§ **WHAT THE TASK ASKS**
Copy the listing below word for word, leaving out the picture.

§ **DATA FOR PROCESSING**
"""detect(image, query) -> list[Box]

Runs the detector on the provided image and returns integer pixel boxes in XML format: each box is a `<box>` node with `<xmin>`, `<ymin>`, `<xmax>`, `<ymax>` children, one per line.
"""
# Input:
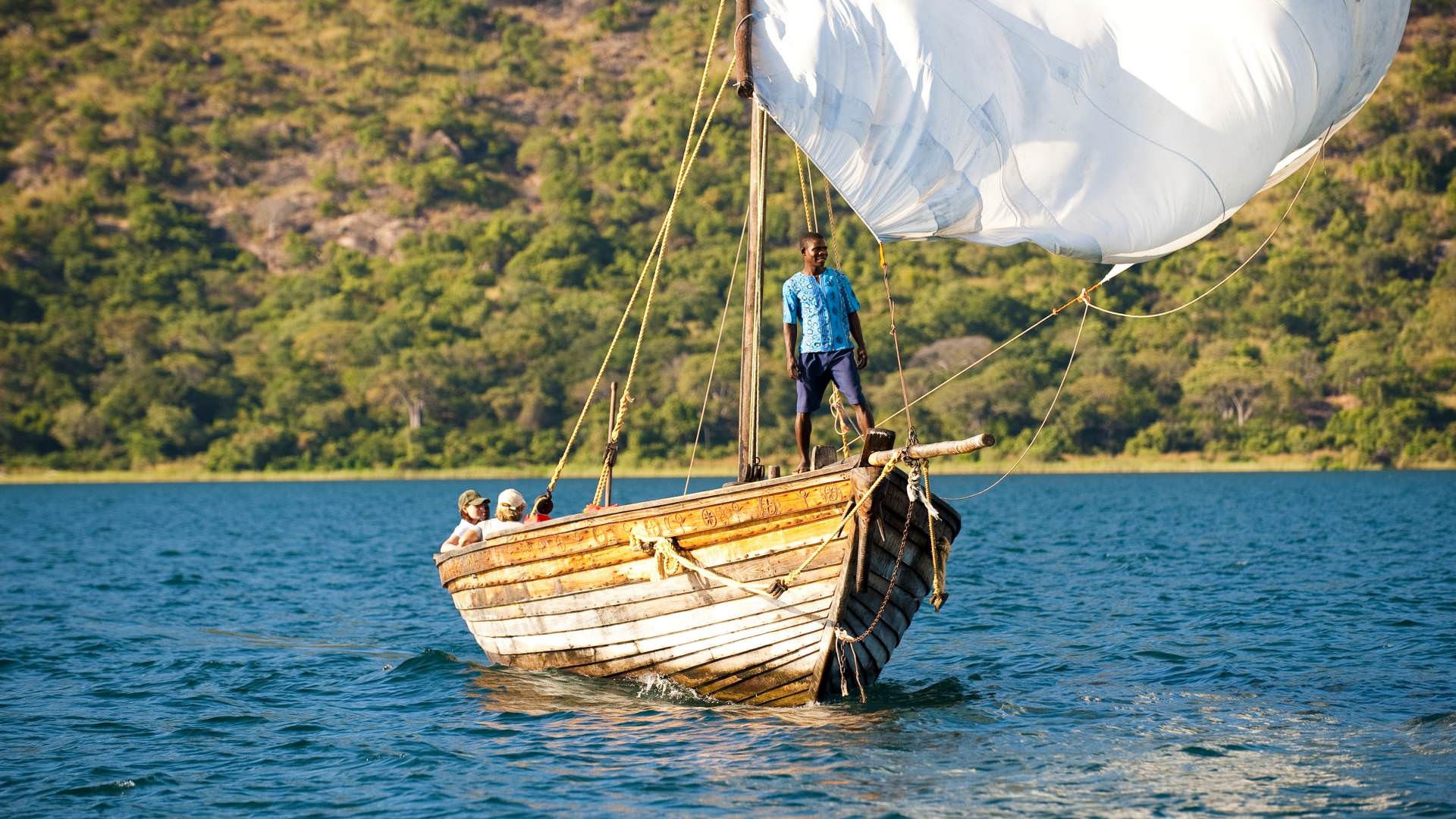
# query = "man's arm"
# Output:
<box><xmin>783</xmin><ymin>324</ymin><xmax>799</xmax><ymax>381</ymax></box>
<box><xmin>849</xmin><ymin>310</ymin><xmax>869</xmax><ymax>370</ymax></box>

§ **WRITTEN SOLUTION**
"""detect(image, query) -> list[Box]

Runs the detector on the provided image and returns integer pixel boxes in XML format: each box is a `<box>` node with `<xmin>`, `<ymin>`, `<xmax>`, `<ymax>` children, one per line.
"""
# Input:
# query = "man's arm"
# Output:
<box><xmin>783</xmin><ymin>324</ymin><xmax>799</xmax><ymax>381</ymax></box>
<box><xmin>849</xmin><ymin>310</ymin><xmax>869</xmax><ymax>370</ymax></box>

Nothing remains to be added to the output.